Description of the task:
Write out the items from the line with "Mark a point on each instance of the car window" through the end of the items, requests included, and shift every number in the pixel coordinates given as answers by -97. Leave the pictures out of your answer.
## BEGIN Entries provided
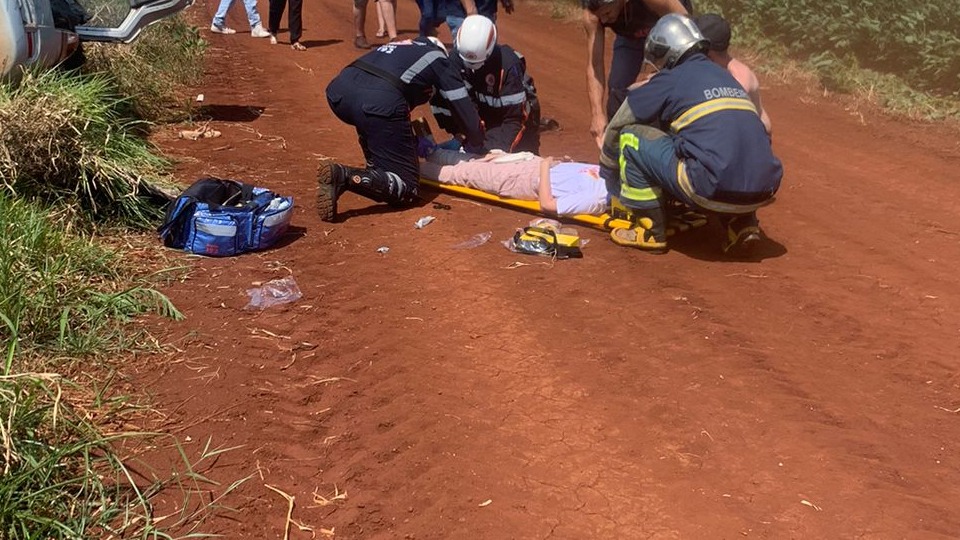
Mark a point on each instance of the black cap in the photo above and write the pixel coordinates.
(715, 29)
(594, 5)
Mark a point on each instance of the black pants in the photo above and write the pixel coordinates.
(294, 18)
(625, 66)
(381, 116)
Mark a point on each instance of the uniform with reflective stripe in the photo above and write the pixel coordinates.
(726, 160)
(421, 67)
(505, 98)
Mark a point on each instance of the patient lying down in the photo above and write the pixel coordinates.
(562, 188)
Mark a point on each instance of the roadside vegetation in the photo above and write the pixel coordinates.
(79, 185)
(900, 56)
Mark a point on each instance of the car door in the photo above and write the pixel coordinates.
(120, 21)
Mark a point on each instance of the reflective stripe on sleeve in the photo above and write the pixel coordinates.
(647, 194)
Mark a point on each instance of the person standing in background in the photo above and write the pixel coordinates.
(631, 21)
(717, 32)
(294, 22)
(359, 24)
(219, 23)
(386, 19)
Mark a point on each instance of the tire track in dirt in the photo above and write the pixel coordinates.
(617, 396)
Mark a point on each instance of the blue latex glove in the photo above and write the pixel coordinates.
(452, 144)
(425, 147)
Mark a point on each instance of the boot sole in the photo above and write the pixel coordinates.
(745, 247)
(326, 198)
(654, 249)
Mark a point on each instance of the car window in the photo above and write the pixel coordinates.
(106, 13)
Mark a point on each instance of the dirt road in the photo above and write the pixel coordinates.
(812, 393)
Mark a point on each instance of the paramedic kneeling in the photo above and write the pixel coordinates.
(690, 134)
(375, 94)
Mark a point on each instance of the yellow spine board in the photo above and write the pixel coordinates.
(602, 222)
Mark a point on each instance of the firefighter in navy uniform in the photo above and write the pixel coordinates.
(689, 134)
(375, 94)
(496, 78)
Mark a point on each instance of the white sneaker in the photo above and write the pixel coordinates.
(221, 29)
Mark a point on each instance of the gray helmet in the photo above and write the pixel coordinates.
(670, 39)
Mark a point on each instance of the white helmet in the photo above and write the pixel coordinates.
(438, 43)
(670, 39)
(475, 40)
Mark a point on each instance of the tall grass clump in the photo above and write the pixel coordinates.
(65, 141)
(60, 478)
(61, 292)
(155, 70)
(901, 55)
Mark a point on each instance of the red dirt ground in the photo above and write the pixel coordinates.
(812, 393)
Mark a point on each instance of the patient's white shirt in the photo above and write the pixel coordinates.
(578, 188)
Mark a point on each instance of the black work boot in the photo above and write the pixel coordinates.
(743, 234)
(379, 185)
(331, 183)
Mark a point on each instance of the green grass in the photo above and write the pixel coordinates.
(65, 141)
(62, 477)
(62, 291)
(896, 55)
(155, 71)
(73, 165)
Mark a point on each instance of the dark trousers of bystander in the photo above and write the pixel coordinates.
(294, 18)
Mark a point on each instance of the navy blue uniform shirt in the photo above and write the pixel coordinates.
(714, 127)
(422, 67)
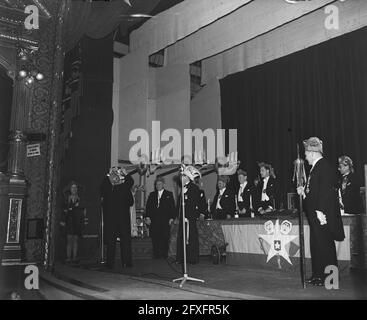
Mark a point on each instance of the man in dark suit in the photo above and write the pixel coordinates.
(191, 199)
(160, 212)
(348, 188)
(203, 208)
(322, 211)
(117, 199)
(224, 203)
(244, 193)
(267, 189)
## END Entries provided
Written solution:
Mark a point on each instance of the car window in the photo above and write the pixel coordinates.
(9, -84)
Mark a point on each instance of the dirt road in the photo above and write the pixel coordinates.
(715, 296)
Mark a point on each instance of the paramedic kneeling in the photo above and write the pixel coordinates.
(593, 37)
(278, -3)
Mark a point on each instance of the yellow spine board in the photo above and write the pixel coordinates.
(505, 125)
Mark a point on each instance of the firefighter in navy uniform in the photo above and write the pixel coordinates.
(592, 37)
(278, -3)
(399, -19)
Mark a point on each instance of the white sneaker in the photo above and write the pixel coordinates.
(124, -68)
Mark a point on each instance of the gray helmet in the photo above and write the pixel coordinates.
(573, -58)
Mark a point on each instance of the white helmet in the photo above and write the pixel coordinates.
(341, -54)
(573, -58)
(378, -57)
Mark a point on each instance of the tall grass clump in the photo above and write the pixel coordinates.
(-32, 44)
(-37, 381)
(-36, 195)
(58, -27)
(804, -42)
Mark a point on each instance of the red dirt ground in the photo above and write the pixel coordinates.
(715, 296)
Mark a point on each instance of the patient's white shirt in the photo above and write the pixel coordinates.
(481, 91)
Mark a point on each instance of the black work boot in the photo above and write the pixel coordinates.
(646, 137)
(282, 88)
(234, 86)
Mark a point on each instance of the green grass in the photo above and write the pixel coordinates.
(-32, 44)
(-35, 380)
(-35, 194)
(799, -42)
(58, -26)
(-24, 68)
Mark a point on each instance of the dark trousers of bystander in the photo above and write the pixel coordinates.
(197, -79)
Mark a point on each instance of the navy blue uniform shirt in the photo above and write the pixel coordinates.
(617, 30)
(325, -30)
Mark a point on each instance of the man in dark suit in the photo above and write the pixel coordinates.
(94, 102)
(63, 115)
(251, 91)
(106, 111)
(225, 114)
(20, 102)
(127, 106)
(147, 96)
(170, 92)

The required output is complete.